Top of Text for analysis

On-line version ISSN 1996-7489
Print version ISSN 0038-2353

S. Afr. j. sci. vol.105 n.7-8 Pretoria Jul./Aug. 2009




Setting priorities for health spending in South Africa



Michael Cherry



After a decade of the South African public health sector being mismanaged by former minister Manto Tshabalala Msimang, our new government has committed itself to revitalising our health system. But it will have to do so within the constraints of reduced funds available from the fiscus, on account of the recession. Using appropriate interventions—those that are evidence-based—how can South Africa get better value for its spending and so improve the health of its population?

The past four years have seen an average real (i.e. inflation-adjusted) growth in state spending on health of 9% per annum. Sadly, this boon has not yet translated into better health indicators: to cite but two examples, life expectancy at birth for South Africans has declined from 63 years in 1990 to 47 today; and infant mortality almost doubled between 1997 and 2005. Government health spending amounts to 10.9% of budget, and total spending (including that in the private sector) is 8.9% of GDP. Many poorer countries spend less but have far better health outcomes. How can this be changed?

A group of civil servants, medical researchers, academics and private sector representatives met in the Magaliesberg to consider this question in August. Their aim was to set the agenda for a study on priorities for health spending in the country, which the Gates Foundation has agreed to fund to the tune of $1.2 million. The goal of the project is to generate data that could provide the evidence for wiser policies specific to the South African context. The project—called PRICELESS SA (Priority Cost-Effective Lessons for Systems Strengthening)—will be part of a broader network of institutions in other developing countries, and is being hosted by the SA Medical Research Council/University of the Witwatersrand (Wits) Rural Public Health and Health Transitions Unit. It is being led by Stephen Tollman together with Karen Hofman, who has been seconded from the Fogarty International Center at the US National Institutes of Health.

Bottom of Text for analysis
Top of Excerpted records

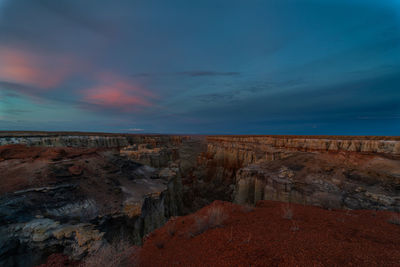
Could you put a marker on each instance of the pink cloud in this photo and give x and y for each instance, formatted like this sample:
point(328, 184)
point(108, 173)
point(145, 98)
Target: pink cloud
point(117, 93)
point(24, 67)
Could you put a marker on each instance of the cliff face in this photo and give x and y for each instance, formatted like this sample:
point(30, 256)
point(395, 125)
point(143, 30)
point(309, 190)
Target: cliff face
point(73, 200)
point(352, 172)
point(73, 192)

Bottom of Excerpted records
Top of Excerpted records

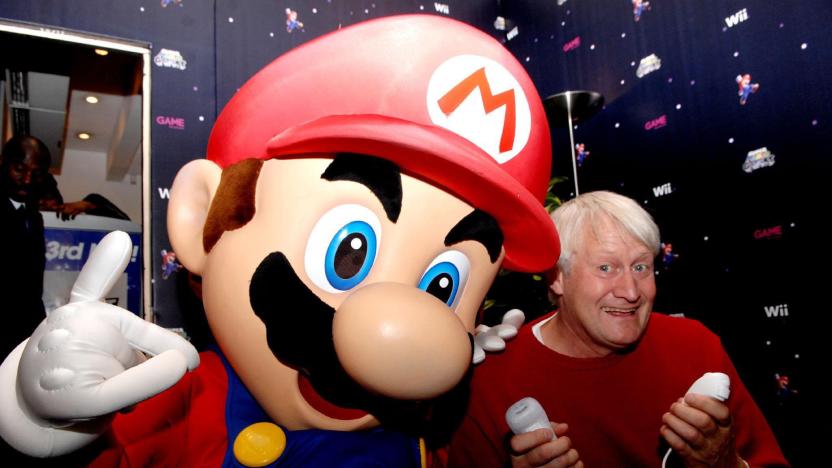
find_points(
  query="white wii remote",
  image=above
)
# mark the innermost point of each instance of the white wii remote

Bottom of Excerpted records
Top of Excerpted records

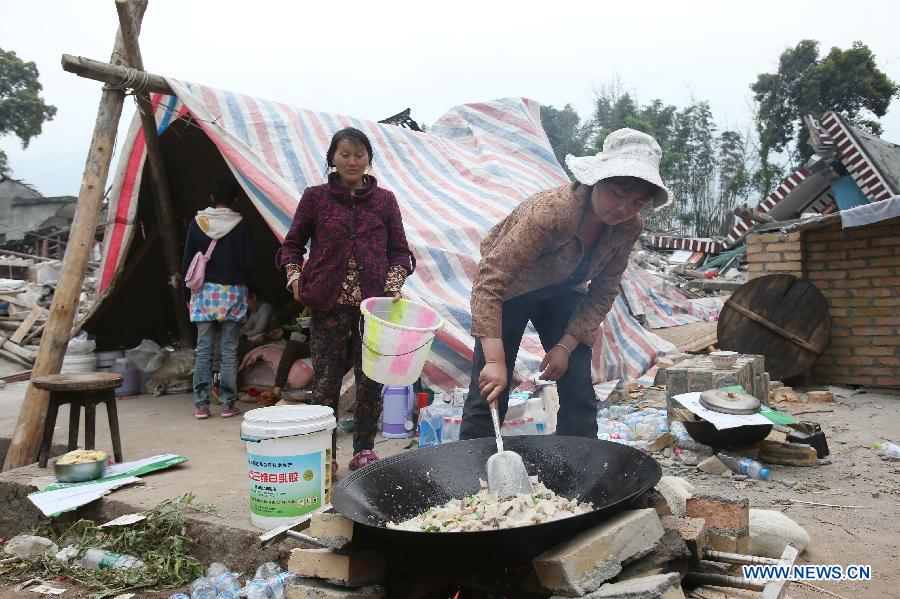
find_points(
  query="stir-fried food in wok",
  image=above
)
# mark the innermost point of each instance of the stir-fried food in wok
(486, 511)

Bottom of Excerpted records

_What the task requires:_ Decide whether each statement agrees with the text on health spending in South Africa, answering yes or no and quoting the words of the text that decide it. 1. Life expectancy at birth in South Africa fell from 63 years in 1990 to 47. 2. Government health spending makes up 8.9% of the budget. 3. The Gates Foundation agreed to put $1.2 million toward the study.

_Result of this exercise:_
1. Yes: "life expectancy at birth for South Africans has declined from 63 years in 1990 to 47 today"
2. No: "Government health spending amounts to 10.9% of budget"
3. Yes: "which the Gates Foundation has agreed to fund to the tune of $1.2 million"